Saved entries:
☆ ☆ ☆ ☆ ☆ ☆ ☆
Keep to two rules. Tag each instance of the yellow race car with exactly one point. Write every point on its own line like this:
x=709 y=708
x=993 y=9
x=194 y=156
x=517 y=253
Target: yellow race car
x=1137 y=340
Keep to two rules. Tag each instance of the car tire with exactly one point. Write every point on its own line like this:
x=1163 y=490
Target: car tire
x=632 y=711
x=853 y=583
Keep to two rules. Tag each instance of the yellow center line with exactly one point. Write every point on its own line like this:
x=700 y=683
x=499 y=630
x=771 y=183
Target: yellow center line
☆ ☆ ☆ ☆ ☆ ☆ ☆
# Work order
The entries shown above should be duplicated exactly.

# Exercise output
Keep to two rules. Tag each instance of the yellow race car with exactly one point. Write every point on its own line like this:
x=709 y=708
x=993 y=9
x=194 y=156
x=517 y=253
Target: yellow race car
x=1137 y=340
Keep to two rules. Tag each instance of the car tire with exactly one point. Write every point on its own line like this:
x=1163 y=490
Target: car tire
x=632 y=711
x=853 y=583
Keep to two rules. Tag each instance of the yellow center line with exactly one point. Write every point on its own line like this:
x=700 y=683
x=499 y=630
x=771 y=183
Target: yellow center line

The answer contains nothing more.